The reply should consist of the entire listing, word for word.

*** Data provided ***

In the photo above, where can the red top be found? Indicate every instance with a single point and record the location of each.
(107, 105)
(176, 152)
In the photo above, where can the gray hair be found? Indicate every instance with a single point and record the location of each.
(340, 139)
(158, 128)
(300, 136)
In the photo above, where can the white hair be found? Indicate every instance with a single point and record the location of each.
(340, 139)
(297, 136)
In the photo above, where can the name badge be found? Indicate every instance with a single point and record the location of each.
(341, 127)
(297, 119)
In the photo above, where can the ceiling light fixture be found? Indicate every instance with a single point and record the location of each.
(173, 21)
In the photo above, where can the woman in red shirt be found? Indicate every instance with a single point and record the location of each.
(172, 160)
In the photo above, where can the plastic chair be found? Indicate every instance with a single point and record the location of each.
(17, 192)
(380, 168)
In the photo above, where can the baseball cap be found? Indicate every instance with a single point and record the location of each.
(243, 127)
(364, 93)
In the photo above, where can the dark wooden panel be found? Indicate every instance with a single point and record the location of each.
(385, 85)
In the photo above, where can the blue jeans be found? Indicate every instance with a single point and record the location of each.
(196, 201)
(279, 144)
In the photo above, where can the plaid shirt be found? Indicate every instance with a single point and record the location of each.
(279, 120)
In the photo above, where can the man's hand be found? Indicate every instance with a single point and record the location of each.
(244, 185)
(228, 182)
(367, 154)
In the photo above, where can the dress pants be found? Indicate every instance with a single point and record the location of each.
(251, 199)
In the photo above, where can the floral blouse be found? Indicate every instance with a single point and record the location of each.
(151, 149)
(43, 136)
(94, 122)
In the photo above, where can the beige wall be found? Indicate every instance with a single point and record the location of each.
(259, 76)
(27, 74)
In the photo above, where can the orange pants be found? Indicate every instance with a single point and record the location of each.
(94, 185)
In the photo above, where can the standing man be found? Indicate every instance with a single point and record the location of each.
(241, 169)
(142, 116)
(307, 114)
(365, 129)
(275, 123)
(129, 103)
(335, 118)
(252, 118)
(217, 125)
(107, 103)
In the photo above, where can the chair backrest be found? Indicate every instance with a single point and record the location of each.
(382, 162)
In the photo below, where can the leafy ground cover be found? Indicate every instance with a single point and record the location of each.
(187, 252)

*** End of Data provided ***

Output of the task ->
In the photo above, where can the red top be found? Indicate every instance with a single point and record the location of each.
(107, 105)
(176, 152)
In the photo above, where can the gray hair be found? Indicate every instance with a single point and record the location of each.
(340, 139)
(158, 128)
(300, 136)
In the photo above, where can the white hair be found? Indicate every instance with a single point and record the location of each.
(340, 139)
(297, 136)
In the photo above, where can the name badge be found? Indicate every instance with a single point and record the location of each.
(341, 127)
(297, 119)
In the photo above, where can the ceiling light fixture be found? Indicate every instance with a single point and record the location of each.
(173, 21)
In the photo above, where can the woman in red shirt be found? Indicate every instance with a single point and record the location of each.
(172, 160)
In the photo above, where can the plastic chair be found? Indicate every instance with a single point and record the location of each.
(17, 192)
(380, 168)
In the photo above, where can the baseball cap be found? Indicate every instance with a single point and record the location of each.
(243, 127)
(364, 93)
In the photo above, where can the dark wooden panel be found? Indicate every instance with a single point and record the location of each.
(385, 85)
In the photo above, where can the blue jeans be found? Indicate every instance with a single point and record the location of each.
(196, 201)
(279, 144)
In the photo above, where can the plaid shirt be found? Indicate every instance with a single point and record the location of each.
(279, 120)
In the photo above, where can the man's hand be found? Indicate every instance with a single point and record the location of each.
(244, 185)
(228, 182)
(367, 154)
In the photo above, where can the dress pants be found? Indicate every instance with a single point and record the location of each.
(251, 199)
In the photo above, where can the floral blouse be found? Indicate every instance with a single point and record the location of each.
(151, 149)
(43, 136)
(94, 122)
In the photo above, where can the beige wall be found? Indicate every instance with a single point and record the location of each.
(259, 76)
(27, 74)
In the photo above, where can the orange pants be found? Indicate every instance with a single point and record the location of each.
(94, 185)
In the photo above, where can the standing man be found? Indicate every instance with a single point and record the location of each.
(241, 169)
(142, 116)
(307, 114)
(365, 129)
(275, 123)
(129, 103)
(335, 118)
(252, 118)
(217, 125)
(107, 103)
In the photo above, where can the chair backrest be found? Indicate every instance with a single point and record the location of each.
(382, 162)
In the photo below, where can the leafy ground cover be found? Indicate every instance with a single point and record the location of each.
(187, 252)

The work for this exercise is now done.